----- INPUT -----
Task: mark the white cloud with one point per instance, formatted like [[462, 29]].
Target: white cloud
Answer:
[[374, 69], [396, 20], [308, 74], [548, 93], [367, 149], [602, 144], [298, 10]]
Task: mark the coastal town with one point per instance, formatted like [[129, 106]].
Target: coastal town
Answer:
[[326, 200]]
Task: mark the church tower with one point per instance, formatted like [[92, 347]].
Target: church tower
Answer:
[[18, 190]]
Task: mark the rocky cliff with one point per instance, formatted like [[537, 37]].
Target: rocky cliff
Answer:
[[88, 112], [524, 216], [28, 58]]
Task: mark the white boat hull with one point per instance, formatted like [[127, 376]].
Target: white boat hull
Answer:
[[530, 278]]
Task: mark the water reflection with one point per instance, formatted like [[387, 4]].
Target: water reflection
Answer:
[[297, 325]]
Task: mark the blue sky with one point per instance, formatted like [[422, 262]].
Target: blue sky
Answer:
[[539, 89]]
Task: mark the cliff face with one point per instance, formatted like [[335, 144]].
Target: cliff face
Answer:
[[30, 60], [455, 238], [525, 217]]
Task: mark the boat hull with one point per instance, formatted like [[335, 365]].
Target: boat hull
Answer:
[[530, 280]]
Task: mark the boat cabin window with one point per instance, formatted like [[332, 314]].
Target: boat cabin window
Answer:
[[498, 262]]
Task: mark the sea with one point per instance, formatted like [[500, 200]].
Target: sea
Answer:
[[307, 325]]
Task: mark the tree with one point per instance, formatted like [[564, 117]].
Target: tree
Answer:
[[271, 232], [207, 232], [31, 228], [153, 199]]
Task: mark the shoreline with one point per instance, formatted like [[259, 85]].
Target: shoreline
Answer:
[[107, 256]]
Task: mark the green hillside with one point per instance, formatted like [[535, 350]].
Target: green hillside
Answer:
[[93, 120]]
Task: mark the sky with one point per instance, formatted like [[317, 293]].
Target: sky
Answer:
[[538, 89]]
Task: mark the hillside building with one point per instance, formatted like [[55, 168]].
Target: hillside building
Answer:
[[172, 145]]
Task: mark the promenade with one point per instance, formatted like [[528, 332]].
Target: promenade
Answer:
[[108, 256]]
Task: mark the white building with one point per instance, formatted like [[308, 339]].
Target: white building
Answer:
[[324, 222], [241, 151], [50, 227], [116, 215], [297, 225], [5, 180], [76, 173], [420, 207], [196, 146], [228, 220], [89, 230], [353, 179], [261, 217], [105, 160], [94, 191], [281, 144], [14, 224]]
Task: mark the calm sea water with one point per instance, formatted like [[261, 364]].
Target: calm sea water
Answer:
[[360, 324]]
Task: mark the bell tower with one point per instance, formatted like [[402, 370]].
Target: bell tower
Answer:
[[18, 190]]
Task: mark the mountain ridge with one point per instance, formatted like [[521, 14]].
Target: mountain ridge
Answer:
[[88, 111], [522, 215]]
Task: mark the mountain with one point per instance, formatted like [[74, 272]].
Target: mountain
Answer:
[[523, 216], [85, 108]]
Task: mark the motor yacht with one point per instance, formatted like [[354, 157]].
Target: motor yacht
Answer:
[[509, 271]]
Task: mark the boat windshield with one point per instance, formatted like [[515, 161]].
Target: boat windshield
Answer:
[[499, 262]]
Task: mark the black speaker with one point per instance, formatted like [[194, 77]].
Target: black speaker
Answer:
-----
----- INPUT -----
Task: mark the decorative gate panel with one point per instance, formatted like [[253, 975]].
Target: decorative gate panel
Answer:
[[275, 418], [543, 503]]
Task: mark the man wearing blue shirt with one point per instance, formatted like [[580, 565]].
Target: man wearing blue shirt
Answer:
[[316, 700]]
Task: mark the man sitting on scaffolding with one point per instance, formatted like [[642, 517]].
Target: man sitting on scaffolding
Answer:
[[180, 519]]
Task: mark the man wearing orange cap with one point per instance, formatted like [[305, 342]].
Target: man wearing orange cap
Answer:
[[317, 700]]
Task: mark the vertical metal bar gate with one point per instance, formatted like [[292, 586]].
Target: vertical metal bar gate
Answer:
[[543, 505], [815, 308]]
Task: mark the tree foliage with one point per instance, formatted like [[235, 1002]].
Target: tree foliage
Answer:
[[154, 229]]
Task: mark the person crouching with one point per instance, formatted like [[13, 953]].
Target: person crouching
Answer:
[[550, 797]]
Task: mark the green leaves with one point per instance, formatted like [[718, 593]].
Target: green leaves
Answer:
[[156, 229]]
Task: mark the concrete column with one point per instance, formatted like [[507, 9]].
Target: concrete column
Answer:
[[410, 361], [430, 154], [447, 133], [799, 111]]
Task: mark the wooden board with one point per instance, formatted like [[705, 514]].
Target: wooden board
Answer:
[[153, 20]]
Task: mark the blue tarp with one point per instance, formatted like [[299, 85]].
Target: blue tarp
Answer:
-----
THE EXERCISE — Repeat the rows between the line holding "Task: mark the white cloud" and the line holding "144], [298, 10]]", inclusive, without any changes.

TASK ANSWER —
Task: mark the white cloud with one point per instance, formatted like [[462, 29]].
Target: white cloud
Answer:
[[374, 69], [396, 20], [308, 74], [548, 93], [367, 149], [602, 144], [298, 10]]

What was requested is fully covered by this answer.